■ EXERCISE PROMPT
Please retype the lines from the one containing "Target: woman's right hand" through the last line, inclusive.
-- start of DATASET EXTRACT --
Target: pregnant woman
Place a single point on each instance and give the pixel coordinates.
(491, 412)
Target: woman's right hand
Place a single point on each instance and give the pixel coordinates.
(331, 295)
-- end of DATASET EXTRACT --
■ EXPECTED ANSWER
Target: woman's right hand
Place a single point on each instance and give the pixel coordinates.
(331, 295)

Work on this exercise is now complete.